# [What you will do]
Provide an exact transcription of all the records.

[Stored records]

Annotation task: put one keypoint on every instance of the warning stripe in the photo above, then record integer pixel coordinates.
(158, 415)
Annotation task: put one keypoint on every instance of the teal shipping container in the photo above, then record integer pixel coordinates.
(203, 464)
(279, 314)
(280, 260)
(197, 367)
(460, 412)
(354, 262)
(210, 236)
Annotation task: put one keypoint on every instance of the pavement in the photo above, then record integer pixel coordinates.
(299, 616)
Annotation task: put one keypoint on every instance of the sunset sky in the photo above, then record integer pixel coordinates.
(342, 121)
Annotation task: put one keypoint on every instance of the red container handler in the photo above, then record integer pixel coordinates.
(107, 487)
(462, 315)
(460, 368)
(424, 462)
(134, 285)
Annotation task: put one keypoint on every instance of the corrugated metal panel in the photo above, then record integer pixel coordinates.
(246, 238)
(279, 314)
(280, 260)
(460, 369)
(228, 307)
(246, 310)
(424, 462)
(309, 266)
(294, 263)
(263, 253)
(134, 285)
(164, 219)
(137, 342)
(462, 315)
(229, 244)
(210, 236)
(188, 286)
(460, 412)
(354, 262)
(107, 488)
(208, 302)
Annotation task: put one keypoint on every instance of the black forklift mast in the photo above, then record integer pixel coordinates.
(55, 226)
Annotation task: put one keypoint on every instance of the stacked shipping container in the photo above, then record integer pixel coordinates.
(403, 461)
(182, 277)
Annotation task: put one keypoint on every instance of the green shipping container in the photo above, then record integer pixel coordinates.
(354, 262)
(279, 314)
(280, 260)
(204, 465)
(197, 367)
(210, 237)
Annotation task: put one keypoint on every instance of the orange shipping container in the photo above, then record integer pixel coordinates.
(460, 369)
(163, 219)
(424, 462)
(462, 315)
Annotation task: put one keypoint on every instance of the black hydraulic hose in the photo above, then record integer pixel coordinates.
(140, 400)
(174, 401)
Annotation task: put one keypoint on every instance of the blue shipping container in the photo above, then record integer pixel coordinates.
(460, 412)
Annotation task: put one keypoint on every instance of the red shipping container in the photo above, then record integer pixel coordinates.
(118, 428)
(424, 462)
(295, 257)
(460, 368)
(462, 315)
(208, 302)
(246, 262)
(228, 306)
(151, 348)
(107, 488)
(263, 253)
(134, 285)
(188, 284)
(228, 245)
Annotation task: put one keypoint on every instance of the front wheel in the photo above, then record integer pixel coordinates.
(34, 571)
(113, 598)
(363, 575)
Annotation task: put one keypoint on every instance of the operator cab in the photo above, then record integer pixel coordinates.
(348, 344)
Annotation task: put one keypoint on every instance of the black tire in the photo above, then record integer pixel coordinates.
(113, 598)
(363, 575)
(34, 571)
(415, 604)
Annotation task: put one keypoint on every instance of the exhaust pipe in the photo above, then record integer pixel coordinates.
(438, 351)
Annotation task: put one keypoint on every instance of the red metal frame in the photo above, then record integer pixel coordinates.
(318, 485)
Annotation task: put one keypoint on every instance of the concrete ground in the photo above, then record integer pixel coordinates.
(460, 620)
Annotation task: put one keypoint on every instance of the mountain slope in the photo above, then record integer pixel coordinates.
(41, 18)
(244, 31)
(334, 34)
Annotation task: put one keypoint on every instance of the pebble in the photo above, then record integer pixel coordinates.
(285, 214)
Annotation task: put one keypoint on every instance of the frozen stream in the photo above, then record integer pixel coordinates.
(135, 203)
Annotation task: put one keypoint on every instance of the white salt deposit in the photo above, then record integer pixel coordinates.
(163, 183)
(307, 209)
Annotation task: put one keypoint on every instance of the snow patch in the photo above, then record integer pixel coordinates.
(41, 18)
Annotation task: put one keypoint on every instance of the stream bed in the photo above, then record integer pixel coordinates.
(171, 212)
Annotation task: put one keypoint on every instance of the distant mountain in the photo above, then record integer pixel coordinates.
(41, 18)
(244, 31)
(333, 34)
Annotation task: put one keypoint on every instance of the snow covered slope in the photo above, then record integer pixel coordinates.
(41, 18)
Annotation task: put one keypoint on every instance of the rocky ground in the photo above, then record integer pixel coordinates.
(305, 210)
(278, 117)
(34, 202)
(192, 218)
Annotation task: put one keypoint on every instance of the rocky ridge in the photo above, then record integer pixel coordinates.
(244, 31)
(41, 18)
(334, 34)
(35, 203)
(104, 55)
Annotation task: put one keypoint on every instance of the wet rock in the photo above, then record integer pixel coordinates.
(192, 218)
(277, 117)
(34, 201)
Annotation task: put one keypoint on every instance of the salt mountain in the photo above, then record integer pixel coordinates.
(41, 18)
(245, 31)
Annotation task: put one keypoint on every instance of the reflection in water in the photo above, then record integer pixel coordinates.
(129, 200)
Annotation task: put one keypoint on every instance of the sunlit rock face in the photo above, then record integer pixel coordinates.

# [The answer]
Annotation task: put one keypoint on every instance of the warning stripe in the photo above, then record integer pixel coordinates.
(158, 415)
Annotation task: put one keypoint on every instance of the teal shipping container in the photo above, then record integer pixel coordinates.
(203, 464)
(279, 314)
(280, 260)
(197, 367)
(460, 412)
(354, 262)
(210, 236)
Annotation task: put one keypoint on every instance of the pavement in the photo above, then record integer pixel coordinates.
(299, 616)
Annotation task: put one keypoint on every instance of the sunset sky in the photo above, then record integer pixel coordinates.
(342, 121)
Annotation task: put one keypoint on every instance of the red container handler in the photo above, then record integer pixel coordinates.
(107, 487)
(462, 315)
(460, 368)
(424, 462)
(134, 285)
Annotation task: put one keypoint on every instance of the corrugated metal panel in the photo above, then record integer pixel coordinates.
(246, 238)
(279, 314)
(280, 260)
(460, 369)
(228, 307)
(246, 310)
(424, 462)
(309, 266)
(294, 263)
(263, 253)
(134, 285)
(164, 219)
(137, 342)
(462, 315)
(229, 244)
(210, 236)
(188, 286)
(460, 412)
(354, 262)
(107, 488)
(208, 302)
Annotation task: put one keypoint on every instance of the black forklift mast in the photo above, then record integer pixel coordinates.
(55, 226)
Annotation task: put one keypoint on every instance of the stacked shipping container in the photo above, then record integer pixel coordinates.
(403, 461)
(182, 277)
Annotation task: put one keypoint on every instance of the green shipping container in the photo above, then record integer pixel coordinates.
(354, 262)
(279, 314)
(280, 260)
(204, 465)
(197, 367)
(210, 237)
Annotation task: put one keypoint on every instance of the orange shipping container in the photo above, then record integer pixel coordinates.
(460, 369)
(163, 219)
(424, 462)
(462, 315)
Annotation task: put one keypoint on every instance of the black hydraulic hose in the photo above, then record integer pixel coordinates.
(140, 400)
(174, 401)
Annotation task: put one keypoint on every instance of the blue shipping container in the photo above, then record integer pixel coordinates.
(460, 412)
Annotation task: put one keypoint on every instance of the red shipping container in the photo above, then record integer pixel coordinates.
(118, 428)
(424, 462)
(295, 257)
(460, 368)
(462, 315)
(208, 302)
(246, 262)
(228, 306)
(151, 348)
(107, 488)
(263, 253)
(134, 285)
(188, 284)
(228, 245)
Annotation task: put one keypoint on every instance of the front wheel in the photo above, then record integer pixel coordinates.
(34, 571)
(113, 598)
(363, 575)
Annotation task: put one keypoint on every instance of the operator cab in the photo above, then record integer pixel coordinates.
(348, 344)
Annotation task: put one keypoint on every instance of the black tire in the photo above, then record integer pixel coordinates.
(113, 598)
(363, 575)
(34, 571)
(415, 604)
Annotation task: put one keypoint on every instance of the exhaust pipe in the photo above, then record integer pixel coordinates.
(438, 351)
Annotation task: put one keypoint on every instance of the red metal frame in the photo above, then record integer pixel coordinates.
(318, 485)
Annotation task: put one keypoint on every instance of the concrete ground in the photo above, then record integer pixel coordinates.
(460, 620)
Annotation task: put one keypoint on every instance of the mountain slope in the photo above, then record integer pixel coordinates.
(41, 18)
(244, 31)
(334, 34)
Annotation task: put one keypoint on every instance of the pebble in the photo above, then record integer pixel coordinates.
(285, 214)
Annotation task: put one keypoint on every instance of the frozen stream in the photo above, then record integer pixel coordinates.
(135, 203)
Annotation task: put one keypoint on every instance of the white salt deposit in the photo above, then record integer pixel coordinates.
(163, 183)
(307, 209)
Annotation task: put one keypoint on every instance of the snow patch in the photo above, then record integer pixel coordinates.
(41, 18)
Annotation task: put one keypoint on every instance of the stream bed in the photo above, then record integer pixel coordinates.
(171, 212)
Annotation task: put one keypoint on every instance of the distant mountain in the photo above, then record integer pixel coordinates.
(41, 18)
(244, 31)
(333, 34)
Annotation task: put one keypoint on every instance of the snow covered slope in the photo above, then record integer pixel coordinates.
(41, 18)
Annotation task: put one keypoint on every instance of the rocky ground in the photo above, then record integer pixel coordinates.
(305, 210)
(278, 117)
(34, 202)
(192, 218)
Annotation task: put one keypoint on every instance of the rocky ridge in the photo above, then record integer pixel coordinates.
(244, 31)
(41, 18)
(334, 34)
(35, 203)
(104, 55)
Annotation task: put one keypoint on every instance of the wet rock in the photo above, then record integer pixel coordinates.
(192, 218)
(277, 117)
(34, 201)
Annotation task: put one keypoint on every instance of the salt mountain in the photo above, then record integer pixel coordinates.
(41, 18)
(245, 31)
Annotation task: put one keypoint on every instance of the reflection in water in the photo above, then record integer pixel coordinates.
(129, 200)
Annotation task: put one keypoint on every instance of the sunlit rock face in the photo above, then record integer pixel coordinates.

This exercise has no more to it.